--- Start of Information supplied ---
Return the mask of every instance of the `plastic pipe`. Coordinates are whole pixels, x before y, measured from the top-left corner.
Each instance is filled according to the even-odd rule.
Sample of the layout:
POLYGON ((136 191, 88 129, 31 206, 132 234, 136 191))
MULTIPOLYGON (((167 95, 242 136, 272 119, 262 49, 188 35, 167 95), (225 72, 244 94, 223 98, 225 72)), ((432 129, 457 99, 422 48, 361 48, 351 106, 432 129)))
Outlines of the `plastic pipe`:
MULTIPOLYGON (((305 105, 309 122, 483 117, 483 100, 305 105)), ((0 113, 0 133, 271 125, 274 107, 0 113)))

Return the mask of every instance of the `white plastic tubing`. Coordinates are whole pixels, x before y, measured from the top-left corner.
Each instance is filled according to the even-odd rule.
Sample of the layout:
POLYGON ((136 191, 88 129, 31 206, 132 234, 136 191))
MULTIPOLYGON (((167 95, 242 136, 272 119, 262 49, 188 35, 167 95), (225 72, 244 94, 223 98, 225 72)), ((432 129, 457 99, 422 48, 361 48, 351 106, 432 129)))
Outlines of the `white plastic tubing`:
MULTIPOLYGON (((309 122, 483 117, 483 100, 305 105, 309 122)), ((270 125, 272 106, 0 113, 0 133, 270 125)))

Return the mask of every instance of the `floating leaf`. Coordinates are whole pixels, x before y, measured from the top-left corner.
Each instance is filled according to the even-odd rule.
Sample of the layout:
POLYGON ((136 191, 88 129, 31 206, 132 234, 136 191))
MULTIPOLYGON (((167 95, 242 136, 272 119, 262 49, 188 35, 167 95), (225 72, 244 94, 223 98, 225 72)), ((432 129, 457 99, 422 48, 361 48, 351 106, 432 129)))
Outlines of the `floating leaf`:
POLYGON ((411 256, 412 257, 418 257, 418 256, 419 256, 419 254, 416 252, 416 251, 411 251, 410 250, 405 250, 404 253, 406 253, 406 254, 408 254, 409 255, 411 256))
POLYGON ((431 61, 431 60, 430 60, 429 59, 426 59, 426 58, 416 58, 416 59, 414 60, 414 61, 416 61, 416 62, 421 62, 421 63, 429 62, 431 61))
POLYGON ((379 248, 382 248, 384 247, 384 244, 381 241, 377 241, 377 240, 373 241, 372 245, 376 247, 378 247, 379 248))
--- End of Information supplied ---
[The exercise] Lay out all the lines above as a Markdown table with the columns No. and Line, numbering each row and leaving out blank lines.

[Exercise solution]
| No. | Line |
|---|---|
| 1 | Return the mask of every instance of the `plastic pipe`. Coordinates are whole pixels, x before y, measured from the top-left corner. |
| 2 | Each instance is filled according to the even-odd rule. |
| 3 | Sample of the layout: |
| 4 | POLYGON ((136 191, 88 129, 31 206, 132 234, 136 191)) |
| 5 | MULTIPOLYGON (((167 95, 242 136, 272 119, 262 49, 188 35, 167 95), (225 72, 244 94, 223 98, 225 72)), ((432 129, 457 99, 422 48, 361 48, 351 106, 432 129))) |
| 6 | Outlines of the `plastic pipe`: |
| 7 | MULTIPOLYGON (((305 105, 309 122, 483 117, 483 100, 305 105)), ((0 113, 0 133, 271 125, 274 107, 0 113))) |
| 8 | Return the mask of every instance of the `white plastic tubing`. Coordinates are whole pixels, x before y, measured from the top-left corner. |
| 9 | Each instance is filled according to the even-odd rule. |
| 10 | Sample of the layout: |
| 11 | POLYGON ((136 191, 88 129, 31 206, 132 234, 136 191)) |
| 12 | MULTIPOLYGON (((167 95, 242 136, 272 119, 262 49, 188 35, 167 95), (225 72, 244 94, 223 98, 225 72)), ((432 129, 457 99, 422 48, 361 48, 351 106, 432 129))) |
| 13 | Outlines of the `white plastic tubing`: |
| 14 | MULTIPOLYGON (((309 122, 483 117, 483 100, 305 105, 309 122)), ((270 125, 272 106, 0 113, 0 133, 270 125))) |
| 15 | Return the mask of every instance of the `floating leaf`. Coordinates are whole pixels, x before y, measured from the top-left corner. |
| 16 | Each instance is filled according to the even-odd rule. |
| 17 | Sample of the layout: |
| 18 | POLYGON ((136 191, 88 129, 31 206, 132 234, 136 191)) |
| 19 | MULTIPOLYGON (((167 95, 242 136, 272 119, 262 49, 188 35, 167 95), (225 72, 244 94, 223 98, 225 72)), ((432 129, 457 99, 422 48, 361 48, 351 106, 432 129))) |
| 20 | Outlines of the `floating leaf`: |
| 21 | POLYGON ((411 256, 412 257, 418 257, 418 256, 419 256, 419 254, 416 252, 416 251, 411 251, 410 250, 405 250, 404 253, 406 253, 406 254, 408 254, 409 255, 411 256)) |
| 22 | POLYGON ((431 61, 431 60, 430 60, 429 59, 426 59, 426 58, 416 58, 416 59, 414 60, 414 61, 416 61, 416 62, 421 62, 421 63, 429 62, 431 61)) |
| 23 | POLYGON ((379 248, 382 248, 384 247, 384 244, 381 241, 377 241, 377 240, 373 241, 372 245, 376 247, 378 247, 379 248)) |